#### Data for the task
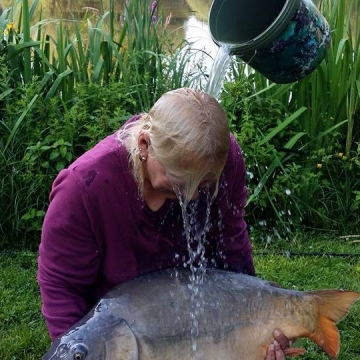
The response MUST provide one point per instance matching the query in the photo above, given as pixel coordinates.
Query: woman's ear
(143, 144)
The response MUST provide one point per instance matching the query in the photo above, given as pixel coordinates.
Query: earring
(141, 156)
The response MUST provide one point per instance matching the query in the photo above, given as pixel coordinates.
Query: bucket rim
(276, 28)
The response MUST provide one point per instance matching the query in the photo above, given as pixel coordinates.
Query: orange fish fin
(333, 306)
(294, 351)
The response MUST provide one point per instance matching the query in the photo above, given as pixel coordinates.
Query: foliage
(59, 96)
(36, 149)
(315, 184)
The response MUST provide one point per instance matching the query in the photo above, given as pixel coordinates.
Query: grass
(24, 335)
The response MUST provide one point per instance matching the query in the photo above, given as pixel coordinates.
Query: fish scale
(152, 317)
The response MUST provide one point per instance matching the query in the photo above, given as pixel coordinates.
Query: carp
(162, 315)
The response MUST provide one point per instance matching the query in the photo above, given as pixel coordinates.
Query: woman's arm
(68, 256)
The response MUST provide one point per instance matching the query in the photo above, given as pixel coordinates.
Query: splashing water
(218, 71)
(196, 241)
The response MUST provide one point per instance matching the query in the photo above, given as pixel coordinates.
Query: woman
(168, 182)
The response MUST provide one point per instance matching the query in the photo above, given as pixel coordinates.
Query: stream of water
(218, 71)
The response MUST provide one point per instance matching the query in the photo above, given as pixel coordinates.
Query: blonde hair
(189, 136)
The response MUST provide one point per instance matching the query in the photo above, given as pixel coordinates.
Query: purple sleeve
(237, 247)
(68, 256)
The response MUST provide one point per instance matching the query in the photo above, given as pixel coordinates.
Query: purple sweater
(98, 232)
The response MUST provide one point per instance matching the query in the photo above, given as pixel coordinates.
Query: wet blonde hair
(189, 136)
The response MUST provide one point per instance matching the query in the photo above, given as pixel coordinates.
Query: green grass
(24, 335)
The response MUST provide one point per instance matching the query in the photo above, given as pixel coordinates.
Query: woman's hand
(276, 349)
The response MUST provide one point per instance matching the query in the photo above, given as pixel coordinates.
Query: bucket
(285, 40)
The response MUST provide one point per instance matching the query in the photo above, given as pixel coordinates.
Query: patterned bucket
(285, 40)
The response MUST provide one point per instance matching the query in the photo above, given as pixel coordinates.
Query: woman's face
(161, 182)
(157, 179)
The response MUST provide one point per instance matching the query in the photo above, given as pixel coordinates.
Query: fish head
(77, 345)
(113, 340)
(76, 350)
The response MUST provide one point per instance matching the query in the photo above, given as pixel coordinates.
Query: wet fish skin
(149, 318)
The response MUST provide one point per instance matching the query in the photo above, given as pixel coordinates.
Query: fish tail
(333, 306)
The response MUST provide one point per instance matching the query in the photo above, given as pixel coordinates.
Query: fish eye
(79, 351)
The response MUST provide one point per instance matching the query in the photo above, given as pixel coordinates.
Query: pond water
(189, 18)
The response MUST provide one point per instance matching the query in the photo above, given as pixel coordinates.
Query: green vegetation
(24, 335)
(301, 140)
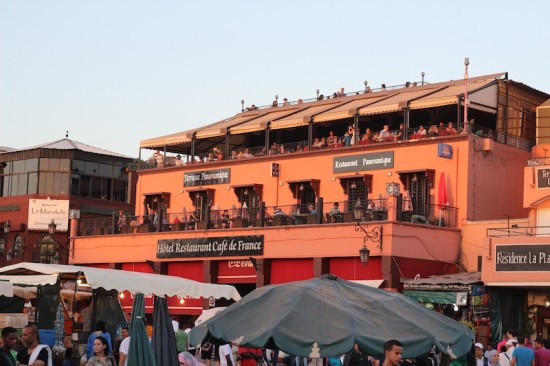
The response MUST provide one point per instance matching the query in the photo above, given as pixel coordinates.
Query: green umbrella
(140, 352)
(325, 316)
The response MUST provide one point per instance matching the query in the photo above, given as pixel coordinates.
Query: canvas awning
(347, 110)
(110, 279)
(303, 117)
(261, 122)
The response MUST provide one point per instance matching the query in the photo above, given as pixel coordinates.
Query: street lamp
(374, 234)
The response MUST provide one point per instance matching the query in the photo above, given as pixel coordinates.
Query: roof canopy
(111, 279)
(384, 101)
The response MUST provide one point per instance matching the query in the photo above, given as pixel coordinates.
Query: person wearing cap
(480, 360)
(542, 354)
(522, 356)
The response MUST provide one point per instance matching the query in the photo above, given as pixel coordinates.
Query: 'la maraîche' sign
(355, 163)
(211, 247)
(522, 258)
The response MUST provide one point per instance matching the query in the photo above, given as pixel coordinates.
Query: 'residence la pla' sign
(211, 247)
(522, 258)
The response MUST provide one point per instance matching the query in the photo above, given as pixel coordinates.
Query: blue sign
(445, 151)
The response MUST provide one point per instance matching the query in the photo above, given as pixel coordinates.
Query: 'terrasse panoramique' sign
(211, 247)
(522, 258)
(355, 163)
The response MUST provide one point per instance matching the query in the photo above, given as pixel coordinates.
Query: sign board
(242, 246)
(522, 258)
(355, 163)
(42, 212)
(445, 151)
(543, 178)
(206, 177)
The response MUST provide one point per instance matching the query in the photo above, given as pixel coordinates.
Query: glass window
(64, 165)
(31, 165)
(33, 183)
(105, 170)
(22, 185)
(91, 168)
(19, 166)
(79, 166)
(85, 181)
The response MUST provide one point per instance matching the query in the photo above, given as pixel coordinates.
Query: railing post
(262, 214)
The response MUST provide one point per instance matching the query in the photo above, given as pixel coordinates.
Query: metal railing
(518, 231)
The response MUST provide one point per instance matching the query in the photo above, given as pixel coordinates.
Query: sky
(114, 73)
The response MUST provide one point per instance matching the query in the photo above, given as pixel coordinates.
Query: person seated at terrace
(385, 132)
(450, 128)
(335, 214)
(247, 153)
(401, 132)
(332, 140)
(218, 153)
(421, 131)
(433, 131)
(367, 137)
(225, 219)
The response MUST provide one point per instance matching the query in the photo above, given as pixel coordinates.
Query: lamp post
(374, 234)
(466, 86)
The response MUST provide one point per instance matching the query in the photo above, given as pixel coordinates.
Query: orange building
(249, 202)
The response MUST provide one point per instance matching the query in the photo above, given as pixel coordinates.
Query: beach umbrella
(164, 340)
(442, 199)
(140, 352)
(325, 316)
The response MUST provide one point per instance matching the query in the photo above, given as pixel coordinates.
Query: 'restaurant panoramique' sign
(522, 258)
(211, 247)
(355, 163)
(206, 177)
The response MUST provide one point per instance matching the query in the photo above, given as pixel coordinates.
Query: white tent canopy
(111, 279)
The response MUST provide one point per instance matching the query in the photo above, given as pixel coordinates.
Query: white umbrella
(207, 314)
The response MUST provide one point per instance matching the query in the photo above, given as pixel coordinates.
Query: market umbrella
(207, 314)
(442, 199)
(164, 340)
(140, 352)
(325, 316)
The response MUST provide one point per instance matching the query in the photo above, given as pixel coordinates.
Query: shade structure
########
Stated exercise: The records above should be reproduced exactly, with no pictures included.

Solution for this task:
The response MUST provide one point per instance matching the query in the photo above, given as pixel coordinates.
Query: woman's ear
(143, 144)
The response MUST provide one point per instance matching the query in the photo above, given as pixel coordinates.
Query: earring
(141, 156)
The response MUST provide one point per instance matching the query in the photo above, given as pixel coordinates.
Query: bucket rim
(276, 28)
The response MUST provide one point per instance matching the query in the photo above, given as pixel coordinates.
Query: orange fish fin
(333, 306)
(294, 351)
The response MUST provide one point per instance matching the query in the photo above, given as pixel coordinates.
Query: foliage
(59, 96)
(36, 149)
(315, 184)
The response MUST provide one point per instance matching the query in the photo above, given as pixel coordinates.
Query: grass
(24, 335)
The response MUST provide one point per instance matching the query in the photo above, given as pixel coordinates.
Query: fish scale
(152, 317)
The response MUST provide one point per instance matching the query in the photo above, given as pixel coordinates.
Query: carp
(162, 315)
The response MUST provide one point per instance matching the query in the photo above, given as pixel coordinates.
Query: woman's arm
(68, 256)
The response MUST provide one point per instance matching the query in the photo above, given as pixel coordinates.
Query: splashing water
(218, 71)
(196, 241)
The response MUST provide one point per instance matching the query in the photo above, given as pixel coordinates.
Query: woman
(168, 182)
The response MUST provide one point per instance matching the query in the photo above, given as pixel coordinates.
Query: stream of water
(218, 71)
The response MUST provide one point per instance matching the query in the photo above, given as pixel coordinates.
Query: blonde hair
(189, 136)
The response MUST provide one point per instance matching the query in the photo above, given as pixel coordinates.
Query: purple sleeve
(237, 247)
(68, 256)
The response MUST provide one point per instance matching the query in the photo above, given as pixel coordinates.
Query: purple sweater
(98, 232)
The response MUST provide one point per instance matching the query in the photo above, given as pixel coordinates.
Query: wet blonde hair
(189, 136)
The response MUST provide one point per instance matching the query in the photo above, given as pixel coordinates.
Query: green grass
(24, 335)
The response MUST provide one point per instance matching the query in the photo above, given as pixel coordinates.
Query: woman's hand
(276, 349)
The response MUST provide one point per instance matching the query in the photo above, given as pixel coordinates.
Query: bucket
(285, 40)
The response MUST provide one point per instance matching the query in the photo above, given as pixel coordinates.
Query: patterned bucket
(285, 40)
The response MUST provide one point per instance matching the query in the photo above, given as pixel coordinates.
Query: woman's face
(161, 182)
(157, 179)
The response MUST provide one point per instance matching the query in the photo above, given as pixel coordinates.
Query: fish head
(77, 345)
(113, 340)
(76, 350)
The response MUST provide one point per instance matching the query in the photo above, given as pixel coordinates.
Query: wet fish skin
(149, 318)
The response MUST provide one point per instance matching the query in the photo above, given as pixel coordinates.
Query: fish tail
(333, 306)
The response MUST provide one point per instance matching the query in the photo above, given as pixel coordinates.
Query: fish eye
(79, 351)
The response MUST provide one point per instance matching the query in the photo above, given as pixel coordinates.
Query: pond water
(189, 18)
The response MUST provide one point per instance matching the query in the photo above, given as pixel coordinates.
Query: green vegetation
(24, 335)
(301, 140)
The response MUST provide one point per instance matching the query in the photo above, given as pixel coordinates.
Query: green umbrella
(140, 352)
(325, 316)
The response MUST provide one point per instance matching the query in the photo above, given as pixel coordinates.
Query: canvas awning
(347, 110)
(110, 279)
(303, 117)
(261, 122)
The response MUST provide one point per instance matching the query in the photo above, given as pixel coordinates.
Query: street lamp
(374, 234)
The response MUST provide one point per instance matching the query in the photo above, given as pixel coordinates.
Query: roof canopy
(111, 279)
(384, 101)
The response MUST provide one point per instance matching the query in the photo above, given as pixel coordinates.
Query: person wearing cap
(480, 360)
(542, 354)
(522, 356)
The response MUST provide one point per instance matching the query in the photo above, given as pixel coordinates.
Query: 'la maraîche' sign
(355, 163)
(211, 247)
(522, 258)
The response MUST provide one point per instance matching the query in the photo above, given as pixel coordinates.
Query: 'residence la pla' sign
(211, 247)
(522, 258)
The response MUST provide one point per instance matching the query in the photo above, given as pixel coordinates.
Query: blue sign
(445, 151)
The response MUST provide one point per instance matching the query in the photo above, given as pixel coordinates.
Query: 'terrasse panoramique' sign
(211, 247)
(522, 258)
(355, 163)
The response MUST provide one point per instance matching the query in the photo above, given as pixel coordinates.
Query: sign board
(242, 246)
(522, 258)
(355, 163)
(42, 212)
(445, 151)
(543, 178)
(206, 177)
The response MUST provide one point per instance matching the query in the photo above, given as pixel coordinates.
Query: glass window
(64, 165)
(31, 165)
(33, 183)
(105, 170)
(22, 185)
(91, 168)
(19, 166)
(79, 166)
(85, 181)
The response MUST provide one point per instance matching the query in the photo above, given as pixel coordinates.
Query: railing post
(262, 214)
The response MUST provide one point per instance matching the query in the photo above, given as pixel coordinates.
Query: metal railing
(518, 231)
The response MUST provide one point per instance matching the query in the photo above, given as pixel coordinates.
Query: sky
(114, 73)
The response MUST provide one point per instance matching the query in the photo above, given as pixel coordinates.
Query: person seated at terrace
(385, 132)
(450, 128)
(335, 214)
(247, 153)
(401, 132)
(332, 140)
(218, 153)
(421, 131)
(433, 131)
(367, 137)
(225, 219)
The response MUST provide one point per instance matching the query in the photo above, given as pixel coordinates.
Query: lamp post
(374, 234)
(466, 86)
The response MUST provide one point per instance matching the query in the photo above, given as pixel coordinates.
Query: orange building
(249, 202)
The response MUST provide one point per instance matching the query in the photo above, given as pixel coordinates.
Query: beach umbrella
(164, 340)
(442, 199)
(140, 352)
(325, 316)
The response MUST provide one point per instance matching the query in the photo above, given as pixel coordinates.
Query: 'restaurant panoramique' sign
(522, 258)
(211, 247)
(355, 163)
(206, 177)
The response MUST provide one point per instance matching the query in the photo above, given as pixel coordinates.
Query: white tent canopy
(111, 279)
The response MUST provide one point per instance matching the query in the photo above, given as pixel coordinates.
Query: white umbrella
(207, 314)
The response MUST provide one point per instance matching the query in the photo above, given as pixel coordinates.
Query: market umbrella
(207, 314)
(442, 199)
(164, 340)
(140, 352)
(325, 316)
The response MUST provide one point per instance matching the query in the photo above, given as pixel coordinates.
Query: shade structure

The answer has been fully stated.